▸ **Action item**: For this exercise, restate the data below with no change at all.

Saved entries
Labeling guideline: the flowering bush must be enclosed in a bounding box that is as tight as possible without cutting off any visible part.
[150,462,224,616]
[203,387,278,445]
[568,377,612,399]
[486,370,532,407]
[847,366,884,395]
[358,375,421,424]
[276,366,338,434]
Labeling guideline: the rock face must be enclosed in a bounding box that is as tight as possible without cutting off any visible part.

▸ **Finished exercise**:
Labeling guideline: the flowering bush must be enclosed in a bounding box that is as tight as possible without cutting off any visible part.
[150,462,224,616]
[203,387,278,445]
[568,377,612,399]
[486,370,532,407]
[847,366,884,395]
[358,375,421,424]
[276,366,338,434]
Labeling guideline: the rock face must be enclosed in a bounding box that is as tight as possible without cutting off any visible part.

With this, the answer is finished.